_PROBLEM TO SOLVE_. Retype every line of the listing below without altering any character.

(Collected data entries)

>>>

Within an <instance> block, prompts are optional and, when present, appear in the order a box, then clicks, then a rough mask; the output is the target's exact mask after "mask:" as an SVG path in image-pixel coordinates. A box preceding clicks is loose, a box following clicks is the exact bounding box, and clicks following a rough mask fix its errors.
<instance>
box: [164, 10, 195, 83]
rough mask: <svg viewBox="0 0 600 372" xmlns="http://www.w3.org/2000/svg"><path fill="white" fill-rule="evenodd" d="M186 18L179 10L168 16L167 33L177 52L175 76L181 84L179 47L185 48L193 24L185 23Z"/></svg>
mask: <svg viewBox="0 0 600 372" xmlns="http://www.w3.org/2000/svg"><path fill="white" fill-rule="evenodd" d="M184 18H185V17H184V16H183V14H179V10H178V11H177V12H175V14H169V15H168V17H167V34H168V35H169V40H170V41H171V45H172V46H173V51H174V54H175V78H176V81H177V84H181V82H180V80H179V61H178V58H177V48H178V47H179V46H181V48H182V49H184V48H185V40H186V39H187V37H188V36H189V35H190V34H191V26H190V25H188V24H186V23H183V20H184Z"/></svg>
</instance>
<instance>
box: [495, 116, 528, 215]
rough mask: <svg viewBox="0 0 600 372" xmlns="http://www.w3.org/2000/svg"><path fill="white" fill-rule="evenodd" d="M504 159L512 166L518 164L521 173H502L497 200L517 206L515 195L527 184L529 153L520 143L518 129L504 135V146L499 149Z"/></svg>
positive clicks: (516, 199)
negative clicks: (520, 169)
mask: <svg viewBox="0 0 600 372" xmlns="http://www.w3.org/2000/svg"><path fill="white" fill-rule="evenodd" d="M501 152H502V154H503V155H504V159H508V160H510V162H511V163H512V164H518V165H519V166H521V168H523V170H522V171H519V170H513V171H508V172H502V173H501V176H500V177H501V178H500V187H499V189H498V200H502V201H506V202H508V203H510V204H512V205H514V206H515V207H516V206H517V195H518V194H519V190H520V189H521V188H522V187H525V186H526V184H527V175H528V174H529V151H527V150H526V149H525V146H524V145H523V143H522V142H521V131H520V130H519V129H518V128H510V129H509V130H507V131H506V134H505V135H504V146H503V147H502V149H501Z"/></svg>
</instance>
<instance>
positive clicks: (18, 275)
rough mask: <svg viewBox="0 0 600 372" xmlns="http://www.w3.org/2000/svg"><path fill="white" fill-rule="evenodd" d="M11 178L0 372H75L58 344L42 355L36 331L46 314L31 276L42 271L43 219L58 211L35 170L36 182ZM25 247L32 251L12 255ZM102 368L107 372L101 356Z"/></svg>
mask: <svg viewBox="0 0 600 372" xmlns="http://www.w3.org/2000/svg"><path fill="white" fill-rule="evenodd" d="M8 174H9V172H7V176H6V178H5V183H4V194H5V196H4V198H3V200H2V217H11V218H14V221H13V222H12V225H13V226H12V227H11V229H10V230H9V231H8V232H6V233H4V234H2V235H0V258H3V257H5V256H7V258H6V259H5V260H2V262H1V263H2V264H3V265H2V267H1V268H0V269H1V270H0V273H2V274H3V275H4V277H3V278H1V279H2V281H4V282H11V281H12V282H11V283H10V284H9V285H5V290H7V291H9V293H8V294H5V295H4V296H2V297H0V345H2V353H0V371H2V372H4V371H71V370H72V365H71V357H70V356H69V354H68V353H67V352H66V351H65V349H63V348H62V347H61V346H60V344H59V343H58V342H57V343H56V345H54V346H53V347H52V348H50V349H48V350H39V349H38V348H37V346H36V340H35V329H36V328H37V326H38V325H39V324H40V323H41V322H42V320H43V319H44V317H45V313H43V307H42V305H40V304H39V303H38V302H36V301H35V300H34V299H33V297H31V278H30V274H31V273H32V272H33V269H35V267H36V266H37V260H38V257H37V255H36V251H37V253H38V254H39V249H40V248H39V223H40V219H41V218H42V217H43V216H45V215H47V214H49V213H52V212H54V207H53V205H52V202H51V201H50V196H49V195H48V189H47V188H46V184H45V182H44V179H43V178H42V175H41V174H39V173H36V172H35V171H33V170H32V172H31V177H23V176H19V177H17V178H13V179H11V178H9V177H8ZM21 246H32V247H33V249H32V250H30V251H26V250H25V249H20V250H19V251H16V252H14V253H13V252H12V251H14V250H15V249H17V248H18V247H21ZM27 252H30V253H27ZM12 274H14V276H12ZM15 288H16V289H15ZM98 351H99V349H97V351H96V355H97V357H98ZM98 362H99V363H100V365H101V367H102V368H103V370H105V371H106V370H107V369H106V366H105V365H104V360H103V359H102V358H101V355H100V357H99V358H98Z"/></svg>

<<<

_EXERCISE ANSWER_.
Within an <instance> block, prompts are optional and, when present, appear in the order a box, then clicks, then a rough mask; the output is the target's exact mask after "mask:" as an SVG path in image-pixel coordinates. A box preceding clicks is loose, a box following clicks is the exact bounding box, and clicks following a rough mask fix its errors.
<instance>
box: [164, 10, 195, 83]
rough mask: <svg viewBox="0 0 600 372" xmlns="http://www.w3.org/2000/svg"><path fill="white" fill-rule="evenodd" d="M186 18L179 10L168 16L167 33L177 52L175 76L181 84L179 47L185 48L193 24L185 23Z"/></svg>
mask: <svg viewBox="0 0 600 372" xmlns="http://www.w3.org/2000/svg"><path fill="white" fill-rule="evenodd" d="M184 18H185V17H184V16H183V14H179V10H178V11H177V12H175V14H169V15H168V17H167V34H168V35H169V40H170V41H171V45H172V46H173V51H174V54H175V78H176V81H177V84H181V82H180V80H179V61H178V58H177V48H178V47H179V46H181V48H182V49H184V48H185V40H186V39H187V37H188V36H189V35H190V34H191V26H190V25H188V24H186V23H183V20H184Z"/></svg>
</instance>
<instance>
box: [495, 116, 528, 215]
rough mask: <svg viewBox="0 0 600 372" xmlns="http://www.w3.org/2000/svg"><path fill="white" fill-rule="evenodd" d="M504 159L512 166L518 164L521 173H502L497 200L517 206L515 195L527 184L529 153L520 143L518 129L504 135V146L499 149Z"/></svg>
positive clicks: (516, 199)
negative clicks: (520, 169)
mask: <svg viewBox="0 0 600 372" xmlns="http://www.w3.org/2000/svg"><path fill="white" fill-rule="evenodd" d="M501 152H502V154H503V155H504V159H508V160H510V162H511V163H512V164H518V165H519V166H521V168H523V170H522V171H519V170H513V171H508V172H502V173H501V176H500V177H501V178H500V187H499V189H498V200H502V201H506V202H508V203H510V204H512V205H514V206H515V207H516V206H517V195H518V194H519V190H520V189H521V188H522V187H525V186H526V184H527V175H528V174H529V151H527V150H526V149H525V146H524V145H523V143H522V142H521V131H520V130H519V129H518V128H510V129H509V130H507V131H506V134H505V135H504V146H503V147H502V149H501Z"/></svg>
</instance>
<instance>
positive clicks: (18, 275)
rough mask: <svg viewBox="0 0 600 372" xmlns="http://www.w3.org/2000/svg"><path fill="white" fill-rule="evenodd" d="M11 178L0 372H75L58 344L42 355L36 331L46 314L31 276L42 271L43 219L58 211L35 170L36 182ZM25 247L32 251L12 255ZM102 368L107 372L101 356Z"/></svg>
mask: <svg viewBox="0 0 600 372" xmlns="http://www.w3.org/2000/svg"><path fill="white" fill-rule="evenodd" d="M8 174H9V172H7V176H6V178H5V183H4V194H5V196H4V198H3V200H2V217H11V218H14V221H13V222H12V225H13V226H12V227H11V229H10V230H9V231H8V232H6V233H4V234H2V235H0V258H3V257H5V256H7V258H6V259H5V260H2V262H1V263H2V264H3V265H2V267H1V268H0V269H1V270H0V273H2V274H3V275H4V277H3V278H1V279H2V281H4V282H11V281H12V282H11V283H10V284H9V285H5V290H7V291H9V293H8V294H5V295H4V296H2V297H0V345H2V353H0V371H2V372H4V371H71V370H72V365H71V357H70V356H69V354H68V353H67V352H66V351H65V349H63V348H62V347H61V346H60V344H59V343H58V342H57V343H56V345H54V346H53V347H52V348H50V349H48V350H39V349H38V348H37V346H36V340H35V329H36V328H37V326H38V325H39V324H40V323H41V322H42V320H43V319H44V317H45V313H43V307H42V305H40V304H39V303H38V302H36V301H35V300H34V299H33V297H31V278H30V274H31V273H32V272H33V269H35V267H36V266H37V260H38V257H37V255H36V251H37V253H38V254H39V249H40V248H39V223H40V219H41V218H42V217H43V216H45V215H47V214H49V213H52V212H54V207H53V205H52V202H51V201H50V196H49V195H48V189H47V188H46V184H45V182H44V179H43V178H42V175H41V174H39V173H36V172H35V171H33V170H32V172H31V177H23V176H19V177H17V178H13V179H11V178H9V177H8ZM21 246H32V247H33V249H32V250H30V251H26V250H25V249H20V250H19V251H16V252H14V253H13V252H12V251H14V250H15V249H17V248H18V247H21ZM27 252H30V253H27ZM12 274H14V276H12ZM15 288H16V289H15ZM98 351H99V349H97V351H96V355H97V357H98ZM98 362H99V363H100V365H101V367H102V368H103V370H105V371H106V370H107V369H106V366H105V365H104V360H103V359H102V358H101V355H100V357H99V358H98Z"/></svg>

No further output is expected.